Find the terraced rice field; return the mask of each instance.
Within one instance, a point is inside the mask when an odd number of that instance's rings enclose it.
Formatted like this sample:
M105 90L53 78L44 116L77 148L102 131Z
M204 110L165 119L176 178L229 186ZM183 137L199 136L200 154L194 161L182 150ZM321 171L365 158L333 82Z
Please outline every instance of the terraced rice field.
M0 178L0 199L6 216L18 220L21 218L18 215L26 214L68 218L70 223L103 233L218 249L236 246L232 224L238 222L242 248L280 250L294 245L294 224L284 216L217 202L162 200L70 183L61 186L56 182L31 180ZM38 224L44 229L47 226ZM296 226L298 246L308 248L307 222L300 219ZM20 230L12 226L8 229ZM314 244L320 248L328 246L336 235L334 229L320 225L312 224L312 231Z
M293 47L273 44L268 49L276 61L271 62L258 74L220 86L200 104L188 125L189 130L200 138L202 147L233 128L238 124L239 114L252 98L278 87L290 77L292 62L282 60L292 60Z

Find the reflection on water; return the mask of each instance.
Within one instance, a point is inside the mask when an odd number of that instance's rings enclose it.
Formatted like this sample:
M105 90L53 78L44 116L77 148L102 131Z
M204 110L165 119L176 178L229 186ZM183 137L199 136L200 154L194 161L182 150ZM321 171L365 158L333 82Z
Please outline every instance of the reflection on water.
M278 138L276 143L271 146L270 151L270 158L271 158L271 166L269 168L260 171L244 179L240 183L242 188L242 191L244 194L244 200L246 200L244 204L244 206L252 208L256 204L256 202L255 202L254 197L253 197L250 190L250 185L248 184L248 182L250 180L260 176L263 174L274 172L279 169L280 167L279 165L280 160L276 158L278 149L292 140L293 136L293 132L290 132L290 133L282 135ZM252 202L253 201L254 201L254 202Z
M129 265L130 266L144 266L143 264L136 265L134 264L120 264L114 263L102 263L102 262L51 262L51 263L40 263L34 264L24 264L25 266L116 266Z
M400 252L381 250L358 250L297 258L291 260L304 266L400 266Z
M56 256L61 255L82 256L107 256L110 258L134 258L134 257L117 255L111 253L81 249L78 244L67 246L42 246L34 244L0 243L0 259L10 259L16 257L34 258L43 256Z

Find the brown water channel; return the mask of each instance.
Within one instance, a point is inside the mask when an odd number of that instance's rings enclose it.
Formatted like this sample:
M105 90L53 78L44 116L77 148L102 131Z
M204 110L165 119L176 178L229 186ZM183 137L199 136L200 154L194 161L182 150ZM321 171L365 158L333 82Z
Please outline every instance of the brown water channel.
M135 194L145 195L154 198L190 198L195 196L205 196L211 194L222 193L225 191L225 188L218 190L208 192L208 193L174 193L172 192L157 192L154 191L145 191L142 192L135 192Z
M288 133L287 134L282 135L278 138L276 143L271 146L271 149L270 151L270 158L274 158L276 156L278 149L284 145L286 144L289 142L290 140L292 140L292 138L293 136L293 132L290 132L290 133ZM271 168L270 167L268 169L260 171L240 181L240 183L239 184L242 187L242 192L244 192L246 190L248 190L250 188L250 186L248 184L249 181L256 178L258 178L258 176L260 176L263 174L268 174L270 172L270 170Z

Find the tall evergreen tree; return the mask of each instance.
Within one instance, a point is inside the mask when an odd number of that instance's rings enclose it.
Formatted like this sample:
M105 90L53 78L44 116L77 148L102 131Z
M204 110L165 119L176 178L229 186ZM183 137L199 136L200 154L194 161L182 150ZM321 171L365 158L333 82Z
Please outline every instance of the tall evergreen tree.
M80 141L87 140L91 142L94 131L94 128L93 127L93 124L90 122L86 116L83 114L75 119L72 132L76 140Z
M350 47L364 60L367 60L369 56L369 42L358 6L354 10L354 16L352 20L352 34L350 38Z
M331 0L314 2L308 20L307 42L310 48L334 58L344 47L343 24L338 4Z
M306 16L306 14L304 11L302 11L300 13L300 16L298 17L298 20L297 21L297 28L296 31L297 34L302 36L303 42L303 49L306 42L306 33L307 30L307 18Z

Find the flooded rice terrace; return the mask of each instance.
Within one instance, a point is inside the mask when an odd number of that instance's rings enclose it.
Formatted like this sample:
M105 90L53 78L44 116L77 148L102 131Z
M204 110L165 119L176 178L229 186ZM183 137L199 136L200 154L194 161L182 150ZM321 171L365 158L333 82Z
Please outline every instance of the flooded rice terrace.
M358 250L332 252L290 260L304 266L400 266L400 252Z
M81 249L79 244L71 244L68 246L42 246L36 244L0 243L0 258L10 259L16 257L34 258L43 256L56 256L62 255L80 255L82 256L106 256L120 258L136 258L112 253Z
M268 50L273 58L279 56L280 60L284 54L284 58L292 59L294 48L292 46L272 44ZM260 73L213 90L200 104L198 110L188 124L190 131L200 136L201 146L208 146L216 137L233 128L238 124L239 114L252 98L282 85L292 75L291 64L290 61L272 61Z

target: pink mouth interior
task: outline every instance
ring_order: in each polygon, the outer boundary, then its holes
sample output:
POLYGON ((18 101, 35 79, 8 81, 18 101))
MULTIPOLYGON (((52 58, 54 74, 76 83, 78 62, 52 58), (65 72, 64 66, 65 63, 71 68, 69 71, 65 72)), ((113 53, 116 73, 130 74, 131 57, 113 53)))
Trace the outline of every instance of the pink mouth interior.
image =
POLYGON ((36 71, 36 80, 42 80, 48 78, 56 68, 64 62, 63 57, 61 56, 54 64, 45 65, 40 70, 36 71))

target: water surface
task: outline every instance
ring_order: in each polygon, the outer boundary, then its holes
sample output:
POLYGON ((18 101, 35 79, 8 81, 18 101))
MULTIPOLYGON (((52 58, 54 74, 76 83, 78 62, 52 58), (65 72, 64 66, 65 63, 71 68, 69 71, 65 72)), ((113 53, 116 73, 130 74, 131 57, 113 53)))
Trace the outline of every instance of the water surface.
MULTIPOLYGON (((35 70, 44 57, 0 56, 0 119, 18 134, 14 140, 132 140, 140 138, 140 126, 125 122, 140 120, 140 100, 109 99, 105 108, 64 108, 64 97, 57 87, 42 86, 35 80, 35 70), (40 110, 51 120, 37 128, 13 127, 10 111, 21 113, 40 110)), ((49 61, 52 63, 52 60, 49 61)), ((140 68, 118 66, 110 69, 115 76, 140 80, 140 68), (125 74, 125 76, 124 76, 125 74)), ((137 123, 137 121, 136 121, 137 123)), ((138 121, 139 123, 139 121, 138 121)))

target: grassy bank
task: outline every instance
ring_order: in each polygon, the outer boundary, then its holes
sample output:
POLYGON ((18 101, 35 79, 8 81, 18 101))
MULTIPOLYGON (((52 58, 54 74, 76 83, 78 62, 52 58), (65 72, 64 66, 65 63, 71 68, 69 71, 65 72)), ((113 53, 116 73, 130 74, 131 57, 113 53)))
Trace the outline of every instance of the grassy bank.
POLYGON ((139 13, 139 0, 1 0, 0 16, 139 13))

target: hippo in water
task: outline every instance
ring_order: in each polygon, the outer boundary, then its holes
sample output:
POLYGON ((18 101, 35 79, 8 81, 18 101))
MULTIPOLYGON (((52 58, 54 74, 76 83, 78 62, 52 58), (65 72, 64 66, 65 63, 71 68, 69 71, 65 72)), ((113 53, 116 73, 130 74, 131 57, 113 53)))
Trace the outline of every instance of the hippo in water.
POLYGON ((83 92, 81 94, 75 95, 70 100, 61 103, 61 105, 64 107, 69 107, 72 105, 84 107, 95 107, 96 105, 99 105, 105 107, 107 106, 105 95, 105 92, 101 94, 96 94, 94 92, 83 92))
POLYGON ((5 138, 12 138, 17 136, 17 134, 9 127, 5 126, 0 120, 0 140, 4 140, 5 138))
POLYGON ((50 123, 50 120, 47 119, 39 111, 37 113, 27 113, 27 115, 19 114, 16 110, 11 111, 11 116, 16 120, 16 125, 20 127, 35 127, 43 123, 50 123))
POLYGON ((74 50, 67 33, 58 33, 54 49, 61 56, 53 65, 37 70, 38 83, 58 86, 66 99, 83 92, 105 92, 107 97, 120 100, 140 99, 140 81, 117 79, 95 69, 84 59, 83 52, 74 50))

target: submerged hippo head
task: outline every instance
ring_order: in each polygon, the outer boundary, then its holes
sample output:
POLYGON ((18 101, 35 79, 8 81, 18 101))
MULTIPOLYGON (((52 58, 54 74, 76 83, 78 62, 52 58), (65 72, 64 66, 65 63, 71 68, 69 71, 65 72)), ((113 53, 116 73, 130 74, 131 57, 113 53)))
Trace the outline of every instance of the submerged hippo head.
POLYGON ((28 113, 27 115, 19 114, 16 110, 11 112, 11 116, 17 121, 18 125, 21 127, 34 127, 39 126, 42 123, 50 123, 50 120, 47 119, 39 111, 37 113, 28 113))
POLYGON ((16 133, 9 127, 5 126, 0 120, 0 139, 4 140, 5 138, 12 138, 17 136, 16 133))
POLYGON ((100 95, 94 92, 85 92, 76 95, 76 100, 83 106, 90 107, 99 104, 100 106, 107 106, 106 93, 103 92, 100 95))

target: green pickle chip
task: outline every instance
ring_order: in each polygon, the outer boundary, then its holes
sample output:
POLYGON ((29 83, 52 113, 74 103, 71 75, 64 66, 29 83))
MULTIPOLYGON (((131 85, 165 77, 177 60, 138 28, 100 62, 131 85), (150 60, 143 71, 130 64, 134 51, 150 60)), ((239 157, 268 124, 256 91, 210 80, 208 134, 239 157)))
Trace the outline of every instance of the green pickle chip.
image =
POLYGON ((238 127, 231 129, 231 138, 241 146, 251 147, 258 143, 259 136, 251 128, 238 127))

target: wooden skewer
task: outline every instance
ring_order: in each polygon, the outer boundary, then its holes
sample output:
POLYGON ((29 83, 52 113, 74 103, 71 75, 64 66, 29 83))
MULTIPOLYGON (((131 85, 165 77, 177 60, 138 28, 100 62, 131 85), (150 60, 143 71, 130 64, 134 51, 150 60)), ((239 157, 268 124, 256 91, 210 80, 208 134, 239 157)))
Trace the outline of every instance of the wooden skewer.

^^^^^^^^^^^^^^^^

* Set exercise *
Copy out the stretch of the records from the line containing "Find the flooded" through the line containing "M358 250L332 252L290", both lines included.

* Exercise result *
Find the flooded rice terrace; return the mask of each instance.
Within one instance, a point is inside the mask when an odd number of that instance's rings enclose it.
Formatted like this sample:
M105 90L53 78L44 116L77 148L102 131Z
M204 110L165 119L176 178L229 186ZM183 137L199 136L200 154L194 161L182 150ZM321 171L365 158L333 82Z
Please outline every instance of the flooded rice terrace.
M358 250L332 252L290 260L304 266L400 266L400 252Z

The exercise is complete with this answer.